Directions for this task: Lay out every line of the records below as a Markdown table with the columns Row and Line, numbering each row and omitting blank lines.

Detection examples

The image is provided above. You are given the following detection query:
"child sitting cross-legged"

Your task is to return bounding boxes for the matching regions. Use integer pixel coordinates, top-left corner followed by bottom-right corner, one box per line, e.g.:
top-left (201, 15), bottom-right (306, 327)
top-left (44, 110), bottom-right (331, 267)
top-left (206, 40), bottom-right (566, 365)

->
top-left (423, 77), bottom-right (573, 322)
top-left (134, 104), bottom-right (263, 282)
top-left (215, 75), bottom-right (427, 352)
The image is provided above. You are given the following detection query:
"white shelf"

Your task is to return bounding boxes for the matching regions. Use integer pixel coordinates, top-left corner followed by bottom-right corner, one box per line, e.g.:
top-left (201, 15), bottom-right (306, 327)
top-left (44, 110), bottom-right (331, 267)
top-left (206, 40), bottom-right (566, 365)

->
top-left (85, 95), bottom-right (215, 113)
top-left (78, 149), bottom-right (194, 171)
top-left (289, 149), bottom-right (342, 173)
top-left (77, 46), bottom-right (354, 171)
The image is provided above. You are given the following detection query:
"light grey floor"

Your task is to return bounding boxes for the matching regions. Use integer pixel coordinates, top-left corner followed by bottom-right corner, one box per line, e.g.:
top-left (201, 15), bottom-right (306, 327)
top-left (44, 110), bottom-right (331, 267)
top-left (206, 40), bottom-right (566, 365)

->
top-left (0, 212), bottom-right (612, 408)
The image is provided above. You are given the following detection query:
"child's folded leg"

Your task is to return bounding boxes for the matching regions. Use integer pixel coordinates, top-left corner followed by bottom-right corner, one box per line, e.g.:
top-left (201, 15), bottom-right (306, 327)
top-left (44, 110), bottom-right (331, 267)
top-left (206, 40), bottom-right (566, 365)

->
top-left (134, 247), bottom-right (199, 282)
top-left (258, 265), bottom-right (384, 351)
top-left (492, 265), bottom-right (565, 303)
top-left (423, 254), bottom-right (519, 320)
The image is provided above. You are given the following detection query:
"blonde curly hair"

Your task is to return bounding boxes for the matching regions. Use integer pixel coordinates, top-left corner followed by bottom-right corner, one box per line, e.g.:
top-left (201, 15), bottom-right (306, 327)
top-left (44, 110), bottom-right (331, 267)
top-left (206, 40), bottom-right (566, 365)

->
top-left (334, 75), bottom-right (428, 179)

Written answer:
| Row | Line |
|---|---|
| 1 | The image is provided above. You are given the following detection query: |
| 2 | "child sitting cross-legged" |
| 3 | Your task is to return bounding boxes for the matching regions. Use integer pixel coordinates, top-left corner followed by bottom-right corner, one box per line, e.g.: |
| 4 | top-left (201, 15), bottom-right (306, 327) |
| 5 | top-left (44, 110), bottom-right (331, 267) |
| 6 | top-left (206, 40), bottom-right (566, 365) |
| 7 | -> |
| 8 | top-left (423, 77), bottom-right (573, 322) |
| 9 | top-left (134, 104), bottom-right (263, 282) |
| 10 | top-left (215, 75), bottom-right (427, 352) |
| 11 | The image is provided above. You are given the following detection query: |
| 12 | "white shelf" |
| 13 | Your task is to return bounding boxes for the matching regions. Use integer pixel coordinates, top-left corner followed by bottom-right corner, one box per line, e.g.: |
| 14 | top-left (201, 15), bottom-right (306, 327) |
| 15 | top-left (44, 110), bottom-right (331, 267) |
| 16 | top-left (206, 40), bottom-right (566, 365) |
| 17 | -> |
| 18 | top-left (85, 95), bottom-right (215, 113) |
| 19 | top-left (78, 149), bottom-right (194, 171) |
| 20 | top-left (289, 149), bottom-right (342, 173) |
| 21 | top-left (77, 46), bottom-right (354, 171) |
| 22 | The image is provided above. You are given the following detection query: |
| 23 | "light grey floor" |
| 24 | Your task is to return bounding boxes for the matching regions. Use integer pixel coordinates, top-left corner followed by bottom-right corner, one box per line, e.g.: |
| 25 | top-left (201, 15), bottom-right (306, 327) |
| 26 | top-left (44, 110), bottom-right (331, 267) |
| 27 | top-left (206, 40), bottom-right (566, 365) |
| 28 | -> |
| 29 | top-left (0, 212), bottom-right (612, 408) |
| 30 | The image is provided above. You are given the following detection query: |
| 31 | "child's folded leg" |
| 32 | Your task is to return bounding boxes for the matching regions. Use integer pixel coordinates, top-left corner followed by bottom-right corner, one box per line, e.g.: |
| 33 | top-left (201, 15), bottom-right (306, 327) |
| 34 | top-left (44, 110), bottom-right (331, 267) |
| 35 | top-left (206, 40), bottom-right (566, 365) |
| 36 | -> |
| 37 | top-left (134, 247), bottom-right (199, 282) |
| 38 | top-left (258, 265), bottom-right (384, 351) |
| 39 | top-left (492, 265), bottom-right (565, 303) |
| 40 | top-left (423, 254), bottom-right (519, 320) |
| 41 | The image is provided above. You are given the following detection query: |
| 42 | "blonde curly hair" |
| 43 | Your task is to return bounding boxes for the matching regions. Use integer pixel coordinates, top-left corner followed by bottom-right corner, one box per line, e.g.: |
| 44 | top-left (201, 15), bottom-right (306, 327) |
| 45 | top-left (44, 110), bottom-right (331, 267) |
| 46 | top-left (206, 40), bottom-right (566, 365) |
| 47 | -> |
| 48 | top-left (334, 75), bottom-right (428, 179) |